A run of records
+ + +

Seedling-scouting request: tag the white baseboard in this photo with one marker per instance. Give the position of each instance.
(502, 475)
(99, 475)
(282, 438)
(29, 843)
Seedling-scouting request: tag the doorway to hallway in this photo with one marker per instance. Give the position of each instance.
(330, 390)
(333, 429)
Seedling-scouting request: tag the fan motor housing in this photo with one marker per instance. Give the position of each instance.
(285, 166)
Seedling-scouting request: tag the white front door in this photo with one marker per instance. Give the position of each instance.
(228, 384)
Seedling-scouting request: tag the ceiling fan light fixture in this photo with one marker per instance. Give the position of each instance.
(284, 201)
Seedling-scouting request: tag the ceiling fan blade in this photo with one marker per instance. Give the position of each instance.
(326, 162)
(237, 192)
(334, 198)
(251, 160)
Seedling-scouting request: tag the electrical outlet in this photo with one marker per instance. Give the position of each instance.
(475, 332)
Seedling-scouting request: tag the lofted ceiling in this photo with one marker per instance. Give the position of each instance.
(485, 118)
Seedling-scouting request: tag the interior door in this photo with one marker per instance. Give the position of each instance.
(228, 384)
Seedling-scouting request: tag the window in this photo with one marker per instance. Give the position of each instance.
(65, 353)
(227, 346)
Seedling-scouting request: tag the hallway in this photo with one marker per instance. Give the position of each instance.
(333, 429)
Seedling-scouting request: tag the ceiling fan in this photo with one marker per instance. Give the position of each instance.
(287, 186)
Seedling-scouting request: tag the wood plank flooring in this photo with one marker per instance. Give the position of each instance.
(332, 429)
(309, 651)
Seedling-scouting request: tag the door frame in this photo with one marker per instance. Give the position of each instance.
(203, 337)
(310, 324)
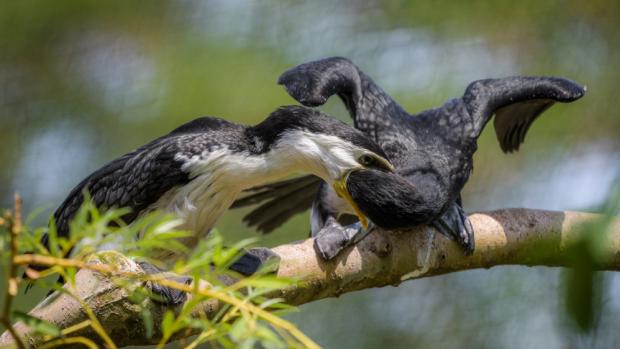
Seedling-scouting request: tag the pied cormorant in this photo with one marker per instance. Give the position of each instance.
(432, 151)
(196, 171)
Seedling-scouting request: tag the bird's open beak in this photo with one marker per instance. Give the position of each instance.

+ + +

▶ _Goal_:
Every line above should be repeated exactly; pictures stay out of the copy.

▶ _Expected output_:
Seedling-scouting request: tag the white baseboard in this photo with one marker per instance. Give the position of each instance.
(502, 475)
(99, 475)
(282, 438)
(29, 843)
Seedling-scouting request: tag the doorway to hallway in this photo with one marker per instance. Give the position of each instance.
(330, 390)
(333, 429)
Seedling-scouting request: tag the fan motor housing in this photo with one marker per instance. Give the position of each instance.
(285, 166)
Seedling-scouting request: tag the white front door in this photo with one marker per instance. Give the position of each instance.
(228, 384)
Seedling-scouting request: tag the ceiling fan light fixture in this photo with one marker per instance. Give the position of each instance.
(284, 201)
Seedling-scouting request: tag the ceiling fan blade in this photo with one marker per instance. Give the position of each instance.
(326, 162)
(237, 192)
(334, 198)
(251, 160)
Seedling-scouting request: tag the electrical outlet in this photo with one marker per instance. Give the position of each instance.
(475, 332)
Seedling-scouting request: tag the lofted ceiling in this photo with one marker per instance. Give the position of each instance.
(485, 118)
Seedling-scouting request: tag the interior door in this photo with one marker per instance. Give the position of each instance.
(228, 384)
Seedling-scouting request: tag the window in this photo with one marker per instance. Give the position of each instance.
(65, 353)
(227, 346)
Seedling-scouting request: tag the hallway in this photo with one marker per instance. Give the position of each instance.
(333, 429)
Seedling-scouting request: tag the ceiling fan in this photo with one marker per instance. Give the position of each instance.
(287, 186)
Seedling-scouting request: tag the wood plank flooring in this photo with one marker per instance. Give the position of each instance.
(332, 429)
(309, 651)
Seedling-scouting request: tag the door frame in this photo with one marker per instance. Give the position of each instance.
(203, 337)
(310, 324)
Seedling-scouting request: tag the pied cormorant in this photo with one marker per instance. Give the position of each instance.
(432, 151)
(196, 171)
Seedling-scouting request: tag the bird's open beak in this photo with one marker per instance. Give the position of each instance.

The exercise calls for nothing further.